Orden de trabajo 1: En el fragmento sobre el entierro de Crispín Álvarez Carballo, ¿en qué diario madrileño y en qué fecha se publicó la versión del alcalde?
Orden de trabajo 2: Prosigue el fragmento sobre el entierro de Crispín Álvarez Carballo desde su última oración.

Fragmento del documento:
....

24.10.24

De cuando Catalino se cayó con el muerto (2)

 

      Desde el momento mismo del entierro de  C.A.C. (Crispín Álvarez Carballo) el día 15 de enero de 1932, surgieron dos historias diametralmente opuestas. Una persona bajo el seudónimo de PPP T publicaría un mes más tarde, el 16 de febrero siguiente en el nº 27 de “El Socialista” órgano de la Agrupación de Santa Cruz de Tenerife, un artículo que recogería las dos versiones, a una la llamaría “así sucedió” y es la del autor, la otra la titularía “Y así se cuenta”, siendo la versión del alcalde contenida en un oficio enviado a la Dirección General de la Guardia Civil y que se publicó en el rotativo madrileño “Ahora” el 30 de enero de 1932.

      Esta publicación del rotativo madrileño se conoció en El Paso y fue el detonante de la publicación por parte de TTT P en “El Socialista” diecisiete días más tarde.

Lo que da por cierto el articulista.

      La fecha de fallecimiento de C.A.C. (Crispín) fue el 15 de enero de 1932 y murió de “enfermedad contagiosa”. El autor del escrito asevera que, a pesar de ello, no se reunió la Junta de Sanidad.

      La Alcaldía lo que hizo fue gestionar y conseguir que dos vecinos retribuidos se prestaran a efectuar el sepelio. Dice que fueron estas dos personas las que penetraron en la casa del fallecido y colocaron el cadáver en el ataúd. Continúa diciendo que uno era muy viejo y el otro estaba completamente borracho, nos quedamos sin saber quién era el “de avanzada edad” pero el embriagado era indudablemente Catalino, es decir dos desgraciados marginales del pueblo.

      Nada más salir con el féretro a la calle se dieron cuenta que estas personas no podían llegar al cementerio con el difunto para darle sepultura y los artífices intelectuales del plan de inhumación no sabían que hacer, el autor del artículo los señala. Los responsables de que estuviera un ataúd con un cadáver dentro, tirado en medio de la calle “frente a la Plaza del Ayuntamiento” con un borracho a los pies y un anciano a la cabecera, eran el alcalde y el teniente de la Guardia Civil.

      Según esta versión coetánea de los hechos, Catalino, si se derrumbó, no fue donde dice la versión popular sino más de 100 metros antes, solo habían arrastrado, cargado o mal llevado el féretro a 50 metros de la casa del difunto, cuesta abajo.

      No había público asistente, algunos curiosos a más que prudente distancia, la cual guardaba también el alcalde y el teniente de la guardia civil y sus números de la benemérita, lo dice así “todos, absolutamente todos los demás estaban a prudente distancia” cuando los titulares sanitarios, farmacéutico y médico, y un concejal “sin la menor excitación de nadie, sino por propio y espontáneo impulso y sin exhortaciones” saltaron adelante y realizaron la inhumación sin más ayuda que la de las dos personas contratadas.

....

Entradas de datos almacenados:
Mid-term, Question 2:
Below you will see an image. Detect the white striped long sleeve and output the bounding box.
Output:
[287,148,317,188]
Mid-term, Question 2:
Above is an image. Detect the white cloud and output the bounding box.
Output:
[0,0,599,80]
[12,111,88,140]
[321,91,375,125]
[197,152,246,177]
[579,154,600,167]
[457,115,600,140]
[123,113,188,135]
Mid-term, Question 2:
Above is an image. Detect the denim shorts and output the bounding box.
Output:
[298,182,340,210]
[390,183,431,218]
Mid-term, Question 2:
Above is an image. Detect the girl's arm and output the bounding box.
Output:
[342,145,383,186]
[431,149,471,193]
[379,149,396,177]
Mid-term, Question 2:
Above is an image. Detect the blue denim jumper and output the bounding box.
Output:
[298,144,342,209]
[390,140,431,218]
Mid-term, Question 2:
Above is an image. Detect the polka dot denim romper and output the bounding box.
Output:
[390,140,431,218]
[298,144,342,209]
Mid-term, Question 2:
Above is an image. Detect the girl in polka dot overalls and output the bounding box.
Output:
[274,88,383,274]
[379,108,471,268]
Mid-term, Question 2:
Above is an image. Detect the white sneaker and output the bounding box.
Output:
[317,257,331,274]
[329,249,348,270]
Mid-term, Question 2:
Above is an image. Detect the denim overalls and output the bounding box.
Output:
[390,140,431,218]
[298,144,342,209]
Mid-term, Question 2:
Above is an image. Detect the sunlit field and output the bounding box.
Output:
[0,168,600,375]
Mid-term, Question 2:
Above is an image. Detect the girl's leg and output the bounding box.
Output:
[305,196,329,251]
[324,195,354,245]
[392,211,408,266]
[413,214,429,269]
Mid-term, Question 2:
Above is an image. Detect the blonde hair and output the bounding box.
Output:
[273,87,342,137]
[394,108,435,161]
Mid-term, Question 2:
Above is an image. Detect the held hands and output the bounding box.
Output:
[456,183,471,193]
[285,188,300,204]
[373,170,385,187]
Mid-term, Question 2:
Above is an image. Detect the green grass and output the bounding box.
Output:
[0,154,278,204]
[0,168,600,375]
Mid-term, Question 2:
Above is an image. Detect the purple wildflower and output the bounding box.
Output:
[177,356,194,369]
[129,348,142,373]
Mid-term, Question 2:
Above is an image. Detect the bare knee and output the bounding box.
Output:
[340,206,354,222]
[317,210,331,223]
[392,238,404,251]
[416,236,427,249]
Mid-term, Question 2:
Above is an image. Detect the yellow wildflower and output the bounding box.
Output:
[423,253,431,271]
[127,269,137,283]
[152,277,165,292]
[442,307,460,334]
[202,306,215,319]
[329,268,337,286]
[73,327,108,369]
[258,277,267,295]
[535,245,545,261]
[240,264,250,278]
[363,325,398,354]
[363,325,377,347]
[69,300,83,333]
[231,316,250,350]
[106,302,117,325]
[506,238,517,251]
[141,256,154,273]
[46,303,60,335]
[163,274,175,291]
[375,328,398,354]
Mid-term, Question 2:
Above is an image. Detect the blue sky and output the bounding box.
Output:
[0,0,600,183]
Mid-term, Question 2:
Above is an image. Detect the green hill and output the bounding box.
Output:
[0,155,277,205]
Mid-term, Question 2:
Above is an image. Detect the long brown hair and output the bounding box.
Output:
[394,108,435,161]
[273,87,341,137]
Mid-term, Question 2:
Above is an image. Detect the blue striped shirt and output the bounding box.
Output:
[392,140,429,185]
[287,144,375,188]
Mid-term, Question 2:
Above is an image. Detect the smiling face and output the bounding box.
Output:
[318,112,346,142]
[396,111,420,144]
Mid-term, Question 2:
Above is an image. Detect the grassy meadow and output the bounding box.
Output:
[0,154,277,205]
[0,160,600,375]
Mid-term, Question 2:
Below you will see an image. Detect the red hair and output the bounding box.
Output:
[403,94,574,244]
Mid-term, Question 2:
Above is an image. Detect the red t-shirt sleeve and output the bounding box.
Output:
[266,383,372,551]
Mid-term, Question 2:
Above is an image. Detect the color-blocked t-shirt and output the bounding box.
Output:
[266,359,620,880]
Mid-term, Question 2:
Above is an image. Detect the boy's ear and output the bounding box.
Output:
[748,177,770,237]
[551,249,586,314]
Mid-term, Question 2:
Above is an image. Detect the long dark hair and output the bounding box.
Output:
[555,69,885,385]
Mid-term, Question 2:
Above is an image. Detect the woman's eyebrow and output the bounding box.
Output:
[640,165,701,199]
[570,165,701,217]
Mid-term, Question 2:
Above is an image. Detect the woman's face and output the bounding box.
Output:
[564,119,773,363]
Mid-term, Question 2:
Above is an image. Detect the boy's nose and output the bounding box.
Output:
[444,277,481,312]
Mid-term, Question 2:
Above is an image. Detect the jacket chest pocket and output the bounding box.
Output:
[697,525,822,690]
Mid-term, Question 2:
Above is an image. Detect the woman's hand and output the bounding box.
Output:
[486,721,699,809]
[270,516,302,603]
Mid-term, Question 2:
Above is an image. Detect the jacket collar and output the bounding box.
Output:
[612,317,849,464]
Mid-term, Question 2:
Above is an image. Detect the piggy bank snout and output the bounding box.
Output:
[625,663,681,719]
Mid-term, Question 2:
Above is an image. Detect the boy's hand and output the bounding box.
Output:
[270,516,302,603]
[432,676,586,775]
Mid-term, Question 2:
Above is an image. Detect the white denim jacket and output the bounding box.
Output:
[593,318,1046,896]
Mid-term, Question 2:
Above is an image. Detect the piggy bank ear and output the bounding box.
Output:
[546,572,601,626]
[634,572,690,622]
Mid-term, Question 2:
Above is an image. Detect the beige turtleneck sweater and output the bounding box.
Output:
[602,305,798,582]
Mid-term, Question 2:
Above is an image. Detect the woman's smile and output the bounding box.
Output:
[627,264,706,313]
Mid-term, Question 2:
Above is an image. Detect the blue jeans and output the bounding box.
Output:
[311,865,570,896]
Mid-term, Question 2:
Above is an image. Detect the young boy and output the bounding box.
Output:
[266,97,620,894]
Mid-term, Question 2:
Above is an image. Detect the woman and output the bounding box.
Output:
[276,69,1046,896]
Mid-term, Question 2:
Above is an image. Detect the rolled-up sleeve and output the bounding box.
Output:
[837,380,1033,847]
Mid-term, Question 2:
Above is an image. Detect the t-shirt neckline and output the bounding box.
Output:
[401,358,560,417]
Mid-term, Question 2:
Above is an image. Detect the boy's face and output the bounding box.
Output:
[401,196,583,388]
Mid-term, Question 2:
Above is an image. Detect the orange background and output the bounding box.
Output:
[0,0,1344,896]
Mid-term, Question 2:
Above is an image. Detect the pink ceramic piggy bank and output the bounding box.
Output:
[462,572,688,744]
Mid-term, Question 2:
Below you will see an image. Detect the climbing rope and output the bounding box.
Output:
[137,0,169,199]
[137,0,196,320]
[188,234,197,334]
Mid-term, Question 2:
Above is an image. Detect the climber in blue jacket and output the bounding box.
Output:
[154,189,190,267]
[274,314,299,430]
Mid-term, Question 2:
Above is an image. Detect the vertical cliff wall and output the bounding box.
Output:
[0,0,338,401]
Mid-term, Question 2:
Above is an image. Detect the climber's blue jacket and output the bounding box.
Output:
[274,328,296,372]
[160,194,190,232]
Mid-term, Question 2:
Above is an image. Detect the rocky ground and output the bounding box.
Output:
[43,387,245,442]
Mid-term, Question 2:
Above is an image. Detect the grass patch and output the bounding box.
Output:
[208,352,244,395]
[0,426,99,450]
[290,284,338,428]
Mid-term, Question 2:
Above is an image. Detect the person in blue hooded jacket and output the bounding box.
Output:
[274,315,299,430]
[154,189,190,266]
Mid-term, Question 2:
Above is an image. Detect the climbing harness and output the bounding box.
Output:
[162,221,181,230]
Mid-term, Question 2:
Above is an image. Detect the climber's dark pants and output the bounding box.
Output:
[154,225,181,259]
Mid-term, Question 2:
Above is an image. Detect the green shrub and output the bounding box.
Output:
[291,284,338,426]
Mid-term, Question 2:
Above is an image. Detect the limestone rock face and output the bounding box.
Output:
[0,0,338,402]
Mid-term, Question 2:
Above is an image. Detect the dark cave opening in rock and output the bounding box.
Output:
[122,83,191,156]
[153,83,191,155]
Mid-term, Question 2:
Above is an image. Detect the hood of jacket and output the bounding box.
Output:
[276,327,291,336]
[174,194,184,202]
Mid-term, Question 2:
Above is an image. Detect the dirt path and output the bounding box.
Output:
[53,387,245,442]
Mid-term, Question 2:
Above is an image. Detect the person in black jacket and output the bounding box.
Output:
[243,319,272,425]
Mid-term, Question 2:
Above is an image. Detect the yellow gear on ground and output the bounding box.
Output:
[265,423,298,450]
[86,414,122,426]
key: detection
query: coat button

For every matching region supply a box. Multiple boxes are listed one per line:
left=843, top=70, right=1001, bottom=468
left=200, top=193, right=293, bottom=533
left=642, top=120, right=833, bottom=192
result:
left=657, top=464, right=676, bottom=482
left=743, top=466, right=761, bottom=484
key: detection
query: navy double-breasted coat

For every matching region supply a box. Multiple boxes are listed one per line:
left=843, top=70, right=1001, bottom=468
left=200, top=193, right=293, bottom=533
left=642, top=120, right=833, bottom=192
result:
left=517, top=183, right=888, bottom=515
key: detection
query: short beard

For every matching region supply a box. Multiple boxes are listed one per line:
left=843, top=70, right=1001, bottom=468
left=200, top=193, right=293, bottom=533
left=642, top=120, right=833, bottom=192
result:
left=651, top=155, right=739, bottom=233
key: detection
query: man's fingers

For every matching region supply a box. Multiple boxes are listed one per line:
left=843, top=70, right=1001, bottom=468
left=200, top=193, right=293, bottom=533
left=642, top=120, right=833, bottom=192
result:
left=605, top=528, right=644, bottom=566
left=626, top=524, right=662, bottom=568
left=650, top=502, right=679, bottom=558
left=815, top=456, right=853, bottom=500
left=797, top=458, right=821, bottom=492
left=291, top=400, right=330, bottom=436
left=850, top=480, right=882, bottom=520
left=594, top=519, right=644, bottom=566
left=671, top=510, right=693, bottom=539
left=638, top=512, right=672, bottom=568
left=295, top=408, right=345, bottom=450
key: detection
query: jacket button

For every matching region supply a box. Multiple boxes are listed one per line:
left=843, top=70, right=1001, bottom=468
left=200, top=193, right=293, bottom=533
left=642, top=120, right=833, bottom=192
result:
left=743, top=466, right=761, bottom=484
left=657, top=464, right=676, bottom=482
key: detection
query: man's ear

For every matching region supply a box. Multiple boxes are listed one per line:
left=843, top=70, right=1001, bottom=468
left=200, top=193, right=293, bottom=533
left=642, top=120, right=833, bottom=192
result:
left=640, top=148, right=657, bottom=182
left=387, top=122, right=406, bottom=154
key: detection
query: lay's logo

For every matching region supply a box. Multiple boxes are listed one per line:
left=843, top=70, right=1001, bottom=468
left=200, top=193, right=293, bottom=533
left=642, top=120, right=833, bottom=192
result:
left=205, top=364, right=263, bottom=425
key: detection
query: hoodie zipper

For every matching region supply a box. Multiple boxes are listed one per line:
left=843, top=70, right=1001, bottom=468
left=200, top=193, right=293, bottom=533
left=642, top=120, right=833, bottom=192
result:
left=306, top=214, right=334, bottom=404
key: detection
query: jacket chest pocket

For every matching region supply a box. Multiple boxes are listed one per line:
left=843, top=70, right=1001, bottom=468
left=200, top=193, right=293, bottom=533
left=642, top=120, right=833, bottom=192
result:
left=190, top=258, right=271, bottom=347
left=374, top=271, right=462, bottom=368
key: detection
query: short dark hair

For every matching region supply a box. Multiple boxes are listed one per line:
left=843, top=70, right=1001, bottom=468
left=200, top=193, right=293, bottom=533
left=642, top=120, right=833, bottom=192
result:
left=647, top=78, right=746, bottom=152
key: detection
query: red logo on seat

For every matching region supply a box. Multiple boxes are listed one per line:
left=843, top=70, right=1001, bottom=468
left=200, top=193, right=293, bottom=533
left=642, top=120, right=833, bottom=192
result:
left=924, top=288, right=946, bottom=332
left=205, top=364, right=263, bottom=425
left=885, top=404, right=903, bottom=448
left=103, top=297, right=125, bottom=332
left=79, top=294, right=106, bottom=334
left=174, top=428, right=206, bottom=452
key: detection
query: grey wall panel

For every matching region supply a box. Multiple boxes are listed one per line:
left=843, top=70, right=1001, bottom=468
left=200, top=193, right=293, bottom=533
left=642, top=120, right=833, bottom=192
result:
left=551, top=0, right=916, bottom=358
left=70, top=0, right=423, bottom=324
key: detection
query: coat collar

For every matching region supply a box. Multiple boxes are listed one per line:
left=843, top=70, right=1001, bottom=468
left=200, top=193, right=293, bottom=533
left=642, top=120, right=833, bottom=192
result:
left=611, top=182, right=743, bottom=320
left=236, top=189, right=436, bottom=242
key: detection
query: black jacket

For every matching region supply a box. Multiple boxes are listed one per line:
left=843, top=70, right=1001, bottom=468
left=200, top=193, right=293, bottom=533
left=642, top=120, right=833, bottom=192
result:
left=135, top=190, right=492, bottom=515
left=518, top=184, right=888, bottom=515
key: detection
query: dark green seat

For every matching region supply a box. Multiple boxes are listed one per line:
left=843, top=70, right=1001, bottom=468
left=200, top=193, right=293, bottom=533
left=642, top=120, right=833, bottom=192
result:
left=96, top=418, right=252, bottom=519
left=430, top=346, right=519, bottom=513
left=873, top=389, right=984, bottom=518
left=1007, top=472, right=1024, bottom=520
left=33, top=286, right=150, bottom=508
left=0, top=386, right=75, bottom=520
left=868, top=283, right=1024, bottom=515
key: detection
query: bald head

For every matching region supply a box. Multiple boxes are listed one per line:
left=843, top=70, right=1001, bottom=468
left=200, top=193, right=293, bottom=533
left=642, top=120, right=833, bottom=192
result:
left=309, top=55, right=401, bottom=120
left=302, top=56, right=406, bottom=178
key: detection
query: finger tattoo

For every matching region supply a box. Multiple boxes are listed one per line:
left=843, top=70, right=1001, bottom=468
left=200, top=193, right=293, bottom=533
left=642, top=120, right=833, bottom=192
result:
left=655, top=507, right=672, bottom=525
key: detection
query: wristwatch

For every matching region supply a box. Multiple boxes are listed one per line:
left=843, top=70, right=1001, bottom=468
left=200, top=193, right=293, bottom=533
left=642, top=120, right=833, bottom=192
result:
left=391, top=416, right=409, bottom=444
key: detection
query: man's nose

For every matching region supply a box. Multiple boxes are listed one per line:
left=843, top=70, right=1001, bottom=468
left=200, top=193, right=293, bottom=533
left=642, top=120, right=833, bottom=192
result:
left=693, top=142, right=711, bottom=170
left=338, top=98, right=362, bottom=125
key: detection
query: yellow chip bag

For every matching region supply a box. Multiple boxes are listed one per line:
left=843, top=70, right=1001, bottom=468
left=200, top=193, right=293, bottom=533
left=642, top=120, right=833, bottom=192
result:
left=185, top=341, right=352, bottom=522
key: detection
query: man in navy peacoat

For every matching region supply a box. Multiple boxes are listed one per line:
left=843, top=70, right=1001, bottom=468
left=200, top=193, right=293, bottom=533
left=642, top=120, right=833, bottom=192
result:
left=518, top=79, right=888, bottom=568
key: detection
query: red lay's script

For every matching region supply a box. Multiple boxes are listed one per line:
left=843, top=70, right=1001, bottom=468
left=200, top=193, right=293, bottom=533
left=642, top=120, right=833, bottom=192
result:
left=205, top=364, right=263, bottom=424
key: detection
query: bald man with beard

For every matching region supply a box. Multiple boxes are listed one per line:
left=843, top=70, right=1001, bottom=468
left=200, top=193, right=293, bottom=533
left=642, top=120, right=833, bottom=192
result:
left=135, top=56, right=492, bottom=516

....

Resultado de la tarea 1: En el diario "Ahora", el 30 de enero de 1932.

Resultado de la tarea 2:
      El farmacéutico Miguel Jurado, políticamente líder conservador del municipio, el médico Juan Fernández, políticamente líder que fue de los liberales y, el concejal Antonio Celestino Castro Casas, concejal socialista y tercer teniente de alcalde, esos fueron los nombres de las personas que “con su arrojo y altruismo levantaron el espíritu y estado moral del pueblo”.

      Lo presenciaron a respetable distancia el alcalde y el teniente de la guardia civil, no dice que estuviera la corporación, ni que se esparciera cal, nada de eso, no nombra al otro médico, a Juan Pérez Capote que según versión popular era el de la Junta de Sanidad, el titular de policía sanitaria. Tampoco los nombres de los indigentes contratados, pero Catalino caló en el ideario popular con la fuerza de sus borracheras.

      El autor de esta versión se pregunta si alcalde y teniente de la Benemérita informarían de estos hechos a la superioridad por si cupiera recompensa a los señores “Jurado, Fernández y Castro”, pero lo que le impulsó a escribir en El Socialista fue la llegada a sus manos del diario madrileño “Ahora” de 30 de enero de 1932.

La versión del alcalde.

      Según el oficio de la alcaldía, su personal versión en documento oficial, Crispín Ávila Carballo (pone su  nombre y apellidos) muere de peste neumónica y ante ello él reúne a la Junta Local de Sanidad, visto que ningún vecino se presentó voluntario para efectuar el sepelio por temor a contagio, se presentó el Teniente de la Guardia Civil don Manuel Bravo Moreno a las cuatro de la tarde acompañado de tres guardias y dice que el tal Moreno exhortó al vecindario para levantar ánimos y dar ejemplo ¿de qué?, se pregunta PPP T.

      El teniente y el alcalde tras “incesantes trabajos” lograron encontrar retribuidos a dos vecinos. Y el teniente con la fuerza a sus órdenes acompañó y coopero en el enterramiento “mientras los vecinos huían atemorizados” y dice que en todo ello se invirtieron unas cinco horas.

      Luego el día 16 siguiente, alcalde y teniente requirieron a los vecinos y establecimientos que abrieran sus puertas y por la heroica actuación es por lo que se dirige al Director General buscando alguna medalla para teniente Moreno, por el gran servicio humanitario prestado. Lo firma y sella el alcalde el 16 de enero de 1932.

      Este oficio de la Alcaldía es lo que publica el periódico “Ahora” en Madrid y parece razonable pensar que fuera enviado al mismo, si no por la propia dirección general, por amigos en la misma del teniente Moreno. Pero son conjeturas.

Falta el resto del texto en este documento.